** Supplied text follows **

Following weight loss surgery the nutrition plan is designed to provide a balanced diet of high quality protein, complex carbohydrates and healthful fats. Nutritional deficiency can cause hair loss, tiredness and dizziness. In severe cases it can also cause poor wound healing, painful bones and brittle nails and numbness or burning in the feet. All this can be prevented by:

  • Ensuring you have enough protein with every meal. 
  • Ensuring you are eating enough fruit and vegetables.
  • Taking all your multivitamin and multimineral supplements, including iron, calcium, vitamin D and B12 as prescribed by your doctor



It is quite unusual to lose too much weight following weight loss surgery. Your weight loss tends to stop 12-18 months following surgery.  

  • Monitor what you eat to identify if you are eating enough and review your food records with your dietitian. Increase the amount of food in your diet if necessary. Your dietitian will help you with this.
  • Arrange to see your doctor. There might be a medical reason for the weight loss.



  • Surgery is a significant life event and despite all the positive results, making changes can be stressful and emotional. Emotional fluctuations are completely normal and tend to stabilise over time. Realise that you are going through an adjustment period with your eating patterns and adapting to your body. 
  • Food is an important part of our life. We often turn to food in times of celebration, sadness, for reward and for comfort. You might need to learn new coping methods besides eating. Consider finding hobbies and different activities to turn the focus away from food.

** End of Supplied text **

• [Work order A]:
According to the weight loss surgery text, when does weight loss tend to stop?
• [Work order B]:
Please translate this sentence from the weight loss surgery text into Spanish: "Nutritional deficiency can cause hair loss, tiredness and dizziness."
• [Work order C]:
Rewrite the stretch of the weight loss surgery text from "Following weight loss surgery the" through "fruit and vegetables.", swapping "protein" for "lean protein".

** Given information follows **

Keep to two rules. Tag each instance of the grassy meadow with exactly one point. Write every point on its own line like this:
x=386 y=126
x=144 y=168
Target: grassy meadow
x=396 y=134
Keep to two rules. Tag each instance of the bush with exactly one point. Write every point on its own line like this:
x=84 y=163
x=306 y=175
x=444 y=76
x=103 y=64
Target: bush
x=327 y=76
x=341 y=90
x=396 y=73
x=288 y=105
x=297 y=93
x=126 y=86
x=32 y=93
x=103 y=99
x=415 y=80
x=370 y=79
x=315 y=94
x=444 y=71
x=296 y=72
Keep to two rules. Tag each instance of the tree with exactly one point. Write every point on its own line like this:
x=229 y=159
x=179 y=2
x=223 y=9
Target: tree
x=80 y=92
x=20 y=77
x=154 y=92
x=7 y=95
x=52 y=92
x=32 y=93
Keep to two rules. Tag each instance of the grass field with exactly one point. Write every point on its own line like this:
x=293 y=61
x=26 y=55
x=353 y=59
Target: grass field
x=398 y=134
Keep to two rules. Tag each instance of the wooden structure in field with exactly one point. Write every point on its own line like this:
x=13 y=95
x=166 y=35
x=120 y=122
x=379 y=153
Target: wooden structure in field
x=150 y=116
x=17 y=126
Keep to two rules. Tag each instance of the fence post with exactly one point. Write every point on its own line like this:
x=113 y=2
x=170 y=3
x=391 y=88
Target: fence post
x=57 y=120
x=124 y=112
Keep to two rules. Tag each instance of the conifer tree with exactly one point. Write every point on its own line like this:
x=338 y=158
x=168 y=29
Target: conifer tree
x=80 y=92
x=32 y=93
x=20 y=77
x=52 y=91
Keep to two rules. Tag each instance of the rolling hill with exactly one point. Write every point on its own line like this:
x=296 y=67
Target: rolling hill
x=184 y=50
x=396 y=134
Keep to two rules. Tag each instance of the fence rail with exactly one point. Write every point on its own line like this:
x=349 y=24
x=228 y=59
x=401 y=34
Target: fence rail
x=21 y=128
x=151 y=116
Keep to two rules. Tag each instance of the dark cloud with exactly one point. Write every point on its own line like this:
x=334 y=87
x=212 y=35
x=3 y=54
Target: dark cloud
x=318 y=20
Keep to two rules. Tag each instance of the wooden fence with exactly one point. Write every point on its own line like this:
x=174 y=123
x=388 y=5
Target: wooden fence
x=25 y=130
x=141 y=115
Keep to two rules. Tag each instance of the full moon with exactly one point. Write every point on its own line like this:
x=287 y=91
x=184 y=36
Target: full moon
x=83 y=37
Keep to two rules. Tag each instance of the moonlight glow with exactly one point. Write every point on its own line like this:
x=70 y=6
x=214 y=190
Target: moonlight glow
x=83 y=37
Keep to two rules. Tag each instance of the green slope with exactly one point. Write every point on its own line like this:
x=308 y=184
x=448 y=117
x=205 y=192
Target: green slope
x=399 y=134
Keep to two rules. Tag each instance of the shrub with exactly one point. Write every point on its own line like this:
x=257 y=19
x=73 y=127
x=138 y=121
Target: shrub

** End of Given information **

• [Task output A]:
It tends to stop 12-18 months following surgery.

• [Task output B]:
La deficiencia nutricional puede causar pérdida de cabello, cansancio y mareos.

• [Task output C]:
Following weight loss surgery the nutrition plan is designed to provide a balanced diet of high quality lean protein, complex carbohydrates and healthful fats. Nutritional deficiency can cause hair loss, tiredness and dizziness. In severe cases it can also cause poor wound healing, painful bones and brittle nails and numbness or burning in the feet. All this can be prevented by:

  • Ensuring you have enough lean protein with every meal. 
  • Ensuring you are eating enough fruit and vegetables.